— Begin Material provided —

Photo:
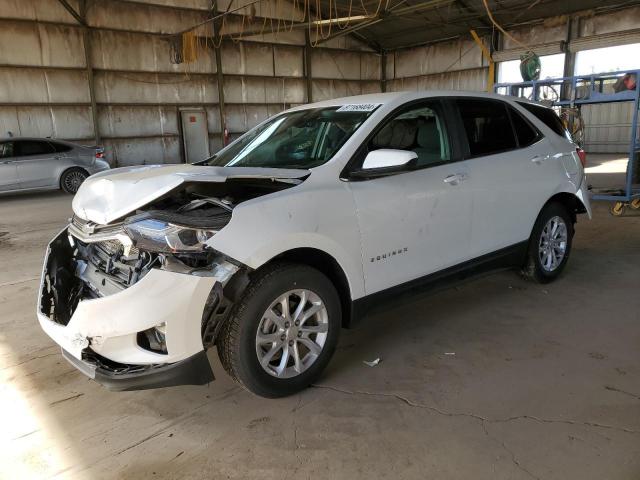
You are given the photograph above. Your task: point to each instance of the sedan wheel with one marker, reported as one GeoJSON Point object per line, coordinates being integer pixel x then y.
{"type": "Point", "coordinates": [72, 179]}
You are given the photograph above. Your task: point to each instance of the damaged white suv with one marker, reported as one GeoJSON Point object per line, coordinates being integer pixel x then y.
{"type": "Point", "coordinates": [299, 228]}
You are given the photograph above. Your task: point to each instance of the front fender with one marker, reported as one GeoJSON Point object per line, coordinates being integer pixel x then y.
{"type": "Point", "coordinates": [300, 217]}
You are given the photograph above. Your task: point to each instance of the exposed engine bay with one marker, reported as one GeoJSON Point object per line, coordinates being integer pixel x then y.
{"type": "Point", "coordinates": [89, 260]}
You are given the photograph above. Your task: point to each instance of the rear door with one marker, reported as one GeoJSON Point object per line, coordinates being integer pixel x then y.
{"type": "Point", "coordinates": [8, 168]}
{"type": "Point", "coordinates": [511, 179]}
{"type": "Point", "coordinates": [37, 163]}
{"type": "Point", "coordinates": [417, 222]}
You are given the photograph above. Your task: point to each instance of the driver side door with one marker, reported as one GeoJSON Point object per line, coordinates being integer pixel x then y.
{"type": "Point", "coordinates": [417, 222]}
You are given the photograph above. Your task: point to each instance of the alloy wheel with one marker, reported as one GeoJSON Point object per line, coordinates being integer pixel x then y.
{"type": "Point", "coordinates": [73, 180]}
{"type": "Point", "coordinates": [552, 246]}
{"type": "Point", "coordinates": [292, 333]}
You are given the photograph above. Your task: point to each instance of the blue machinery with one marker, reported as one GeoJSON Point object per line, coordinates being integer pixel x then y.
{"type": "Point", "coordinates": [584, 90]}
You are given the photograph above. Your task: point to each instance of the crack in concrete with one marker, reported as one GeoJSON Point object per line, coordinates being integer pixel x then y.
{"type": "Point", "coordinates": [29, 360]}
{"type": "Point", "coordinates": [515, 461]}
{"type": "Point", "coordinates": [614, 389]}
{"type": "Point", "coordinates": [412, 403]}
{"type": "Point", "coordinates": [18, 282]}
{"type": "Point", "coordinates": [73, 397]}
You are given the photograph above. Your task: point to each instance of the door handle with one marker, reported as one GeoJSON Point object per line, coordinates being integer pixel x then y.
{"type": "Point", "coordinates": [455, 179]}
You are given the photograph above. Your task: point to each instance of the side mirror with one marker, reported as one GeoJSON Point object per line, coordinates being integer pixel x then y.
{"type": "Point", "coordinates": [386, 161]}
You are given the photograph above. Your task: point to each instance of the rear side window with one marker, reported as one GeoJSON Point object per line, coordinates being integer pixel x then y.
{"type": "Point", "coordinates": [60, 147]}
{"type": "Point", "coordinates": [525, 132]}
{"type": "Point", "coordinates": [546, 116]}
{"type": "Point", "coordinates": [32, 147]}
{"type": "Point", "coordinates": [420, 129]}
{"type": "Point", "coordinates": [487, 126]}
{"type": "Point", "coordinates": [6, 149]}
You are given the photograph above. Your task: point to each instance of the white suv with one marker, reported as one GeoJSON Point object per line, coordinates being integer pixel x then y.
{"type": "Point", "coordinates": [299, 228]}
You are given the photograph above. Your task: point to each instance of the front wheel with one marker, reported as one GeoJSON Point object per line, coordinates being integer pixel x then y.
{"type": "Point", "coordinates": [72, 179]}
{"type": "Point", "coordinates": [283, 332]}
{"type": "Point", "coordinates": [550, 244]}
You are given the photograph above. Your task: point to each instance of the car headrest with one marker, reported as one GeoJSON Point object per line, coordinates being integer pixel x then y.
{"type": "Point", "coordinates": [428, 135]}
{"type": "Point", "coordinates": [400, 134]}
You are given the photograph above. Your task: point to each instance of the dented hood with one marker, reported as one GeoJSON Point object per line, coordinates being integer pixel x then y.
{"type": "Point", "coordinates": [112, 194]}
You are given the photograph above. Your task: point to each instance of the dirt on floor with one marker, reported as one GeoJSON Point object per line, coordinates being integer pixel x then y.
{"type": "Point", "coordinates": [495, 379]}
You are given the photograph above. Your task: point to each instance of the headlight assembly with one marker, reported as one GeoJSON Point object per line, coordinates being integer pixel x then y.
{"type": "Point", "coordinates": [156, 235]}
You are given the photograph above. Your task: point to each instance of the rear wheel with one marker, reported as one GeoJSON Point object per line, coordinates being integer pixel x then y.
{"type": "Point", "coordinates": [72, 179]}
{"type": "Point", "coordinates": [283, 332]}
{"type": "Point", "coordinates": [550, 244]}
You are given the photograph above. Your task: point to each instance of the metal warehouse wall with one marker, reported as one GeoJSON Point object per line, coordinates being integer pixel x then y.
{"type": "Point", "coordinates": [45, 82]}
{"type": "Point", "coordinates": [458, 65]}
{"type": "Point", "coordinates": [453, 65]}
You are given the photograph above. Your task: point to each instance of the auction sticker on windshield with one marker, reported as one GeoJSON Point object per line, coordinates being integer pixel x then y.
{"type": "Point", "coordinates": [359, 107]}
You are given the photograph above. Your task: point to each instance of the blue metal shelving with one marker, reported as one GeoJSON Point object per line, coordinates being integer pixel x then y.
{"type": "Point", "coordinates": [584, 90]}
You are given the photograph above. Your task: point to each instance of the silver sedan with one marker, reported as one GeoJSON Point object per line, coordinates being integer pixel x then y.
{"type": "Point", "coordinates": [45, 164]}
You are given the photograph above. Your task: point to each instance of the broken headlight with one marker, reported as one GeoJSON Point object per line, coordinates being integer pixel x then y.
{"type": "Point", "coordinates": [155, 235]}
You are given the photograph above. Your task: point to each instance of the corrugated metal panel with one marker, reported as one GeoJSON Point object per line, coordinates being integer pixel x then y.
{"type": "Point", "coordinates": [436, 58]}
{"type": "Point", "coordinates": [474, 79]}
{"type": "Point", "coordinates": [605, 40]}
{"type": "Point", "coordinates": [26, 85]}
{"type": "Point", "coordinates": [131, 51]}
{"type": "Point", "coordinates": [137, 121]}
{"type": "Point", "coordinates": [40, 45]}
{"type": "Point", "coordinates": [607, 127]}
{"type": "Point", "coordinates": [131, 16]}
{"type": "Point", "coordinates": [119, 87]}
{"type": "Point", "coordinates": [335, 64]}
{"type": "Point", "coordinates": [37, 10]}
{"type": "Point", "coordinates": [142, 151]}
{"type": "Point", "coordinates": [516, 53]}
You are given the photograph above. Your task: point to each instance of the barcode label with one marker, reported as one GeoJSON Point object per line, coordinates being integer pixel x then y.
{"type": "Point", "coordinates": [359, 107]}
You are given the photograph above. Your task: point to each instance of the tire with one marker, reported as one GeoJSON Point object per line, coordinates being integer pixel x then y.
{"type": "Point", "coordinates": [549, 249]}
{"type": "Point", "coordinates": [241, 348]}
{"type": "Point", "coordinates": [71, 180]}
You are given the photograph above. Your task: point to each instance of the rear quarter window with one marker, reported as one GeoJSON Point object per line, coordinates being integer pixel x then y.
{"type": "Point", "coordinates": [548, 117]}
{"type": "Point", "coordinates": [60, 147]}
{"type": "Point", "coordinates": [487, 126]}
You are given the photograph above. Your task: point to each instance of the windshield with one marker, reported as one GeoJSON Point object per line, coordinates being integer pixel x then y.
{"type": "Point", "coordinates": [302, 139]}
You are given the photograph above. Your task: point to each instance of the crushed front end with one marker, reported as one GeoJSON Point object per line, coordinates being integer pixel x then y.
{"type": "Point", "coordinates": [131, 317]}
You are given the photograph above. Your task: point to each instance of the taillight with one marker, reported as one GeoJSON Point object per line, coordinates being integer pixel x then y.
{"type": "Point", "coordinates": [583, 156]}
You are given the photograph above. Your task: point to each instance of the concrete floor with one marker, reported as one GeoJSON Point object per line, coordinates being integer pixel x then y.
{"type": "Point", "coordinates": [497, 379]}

— End Material provided —
— Begin Material provided —

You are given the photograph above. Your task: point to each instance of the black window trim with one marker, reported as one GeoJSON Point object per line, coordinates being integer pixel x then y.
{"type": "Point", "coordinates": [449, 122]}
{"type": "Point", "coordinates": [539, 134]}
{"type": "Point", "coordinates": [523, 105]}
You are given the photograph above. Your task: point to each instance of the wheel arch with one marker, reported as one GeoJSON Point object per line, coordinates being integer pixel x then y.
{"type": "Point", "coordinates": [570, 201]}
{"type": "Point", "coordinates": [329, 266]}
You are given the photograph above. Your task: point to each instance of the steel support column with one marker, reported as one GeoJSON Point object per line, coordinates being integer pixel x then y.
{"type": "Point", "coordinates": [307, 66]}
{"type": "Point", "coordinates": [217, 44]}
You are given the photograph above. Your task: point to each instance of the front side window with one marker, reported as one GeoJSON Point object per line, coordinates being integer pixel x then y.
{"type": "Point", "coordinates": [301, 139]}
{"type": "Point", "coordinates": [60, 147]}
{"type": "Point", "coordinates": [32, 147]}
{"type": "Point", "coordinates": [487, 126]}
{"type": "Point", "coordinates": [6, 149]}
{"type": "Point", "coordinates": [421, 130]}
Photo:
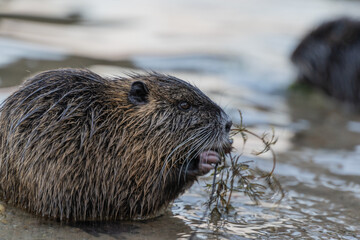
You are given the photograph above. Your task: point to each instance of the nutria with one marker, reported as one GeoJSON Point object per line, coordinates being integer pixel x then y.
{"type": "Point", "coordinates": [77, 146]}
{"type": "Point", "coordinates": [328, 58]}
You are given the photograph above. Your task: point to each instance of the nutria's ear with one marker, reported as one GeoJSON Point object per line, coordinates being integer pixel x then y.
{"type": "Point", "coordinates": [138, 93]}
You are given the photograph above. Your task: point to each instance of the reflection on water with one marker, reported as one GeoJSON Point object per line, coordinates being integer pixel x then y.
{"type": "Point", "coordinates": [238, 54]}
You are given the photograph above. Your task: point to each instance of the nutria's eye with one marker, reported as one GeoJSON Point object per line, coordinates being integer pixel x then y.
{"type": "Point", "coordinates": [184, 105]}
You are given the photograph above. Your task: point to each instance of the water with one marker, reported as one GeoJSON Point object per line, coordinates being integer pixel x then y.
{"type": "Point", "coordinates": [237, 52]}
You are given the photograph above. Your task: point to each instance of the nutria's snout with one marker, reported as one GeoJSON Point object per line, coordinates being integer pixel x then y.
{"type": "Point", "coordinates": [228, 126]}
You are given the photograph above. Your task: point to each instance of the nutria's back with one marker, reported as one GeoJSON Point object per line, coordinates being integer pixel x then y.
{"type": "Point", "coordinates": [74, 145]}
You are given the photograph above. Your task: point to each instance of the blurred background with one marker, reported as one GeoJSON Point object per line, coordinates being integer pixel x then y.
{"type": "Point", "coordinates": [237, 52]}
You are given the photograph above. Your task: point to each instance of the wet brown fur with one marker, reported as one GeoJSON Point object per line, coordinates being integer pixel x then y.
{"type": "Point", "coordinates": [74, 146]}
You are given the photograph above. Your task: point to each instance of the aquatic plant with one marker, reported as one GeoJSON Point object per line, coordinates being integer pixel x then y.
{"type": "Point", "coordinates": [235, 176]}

— End Material provided —

▸ **Directions**
Tally the lines in the material above that contain the string "blue", treating uppercase and lowercase as different, and give only the number.

▸ **Response to the task**
2